Provided passage:

[Start of Attachment]

The High Court was told today that the girl, who’s under 16, stopped taking any food or drink around a week ago.

Image: Shutterstock/Africa Studio

DOCTORS WERE TOLD by a High Court judge today they could administer lifesaving treatment to a teenage girl who is refusing to eat any food or drink any fluids.

Mr Justice Michael White was told by a consultant doctor treating the girl that she was at risk of death due to her refusal to eat or drink anything.

Judge White, in granting court orders directing intervention in the girl’s treatment, described the situation as “very tragic”. He also made orders precluding the media reporting any detail that would tend to identify the girl.

Judge White was told that the girl, who is under 16 years of age, stopped taking any food or drink approximately a week ago.

Her doctor said that when the girl was admitted several days ago to hospital, where she is currently being treated, a nasogastric tube was fitted.

The court heard that the teenager at one stage removed the tube but later allowed to be re-inserted. She continued to refuse to allow any fluid or nutrition to be administered to her via the tube.

Suicidal thoughts

Judge White heard medical evidence that, while her situation was being monitored as best as possible, if it was allowed continue those treating her feared she would become severely dehydrated, leading to loss of consciousness and death.

He was told the girl, who has a psychological condition, expressed suicidal thoughts when she was admitted to hospital but it was not known why she was refusing to take any nutrition or fluids.

Conor Dignam SC, for the Child and Family Agency, told the court that the girl had been the subject of care orders made by the District Court and had recently spent time at a secure facility.

He said all parties, relevant to the application and obviously apart from the child, were consenting to court orders being made.

Judge White said that, given the circumstances, he was prepared to grant orders including one permitting the teen’s doctors administer treatment they deemed clinically appropriate for promoting her health and welfare, irrespective if such treatment was refused by the girl.

He adjourned the matter to a date later this month.

[End of Attachment]

Data shown:
[Start of Attachment]

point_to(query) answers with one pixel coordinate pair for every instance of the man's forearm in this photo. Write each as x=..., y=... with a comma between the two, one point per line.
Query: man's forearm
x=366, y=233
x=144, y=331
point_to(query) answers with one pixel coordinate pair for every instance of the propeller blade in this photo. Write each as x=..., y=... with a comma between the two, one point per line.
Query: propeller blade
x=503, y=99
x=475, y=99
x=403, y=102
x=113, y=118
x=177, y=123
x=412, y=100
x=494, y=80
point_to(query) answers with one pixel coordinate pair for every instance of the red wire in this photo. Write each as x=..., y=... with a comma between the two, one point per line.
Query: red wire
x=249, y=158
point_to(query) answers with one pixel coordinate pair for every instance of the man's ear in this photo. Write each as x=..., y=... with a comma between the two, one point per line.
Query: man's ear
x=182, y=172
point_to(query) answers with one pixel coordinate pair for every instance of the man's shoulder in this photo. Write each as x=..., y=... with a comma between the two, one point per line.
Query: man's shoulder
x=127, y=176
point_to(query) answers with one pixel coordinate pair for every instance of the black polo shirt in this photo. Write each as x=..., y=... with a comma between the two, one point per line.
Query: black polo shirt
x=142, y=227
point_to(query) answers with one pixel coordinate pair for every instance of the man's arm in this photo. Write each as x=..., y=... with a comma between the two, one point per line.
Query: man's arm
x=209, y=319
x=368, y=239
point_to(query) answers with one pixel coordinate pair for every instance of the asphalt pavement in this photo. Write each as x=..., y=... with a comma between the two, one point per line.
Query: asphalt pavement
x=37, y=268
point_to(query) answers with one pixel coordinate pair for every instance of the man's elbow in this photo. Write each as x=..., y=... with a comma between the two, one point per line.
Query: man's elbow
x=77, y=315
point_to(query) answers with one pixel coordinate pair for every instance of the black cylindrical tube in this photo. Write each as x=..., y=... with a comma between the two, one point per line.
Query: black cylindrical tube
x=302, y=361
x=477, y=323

[End of Attachment]

Work instructions:
a: Copy the article about the teenage girl word for word, from "Judge White heard" up to and including "nutrition or fluids.".
b: Answer these questions about the article on the teenage girl:
(i) What is the full name of the judge who heard the case?
(ii) What was fitted when the girl was admitted to hospital?
(iii) Which body did Conor Dignam SC speak for?
You won't need the rows above.

Responses per task:
a:
Judge White heard medical evidence that, while her situation was being monitored as best as possible, if it was allowed continue those treating her feared she would become severely dehydrated, leading to loss of consciousness and death.

He was told the girl, who has a psychological condition, expressed suicidal thoughts when she was admitted to hospital but it was not known why she was refusing to take any nutrition or fluids.

b:
(i) Mr Justice Michael White
(ii) A nasogastric tube
(iii) The Child and Family Agency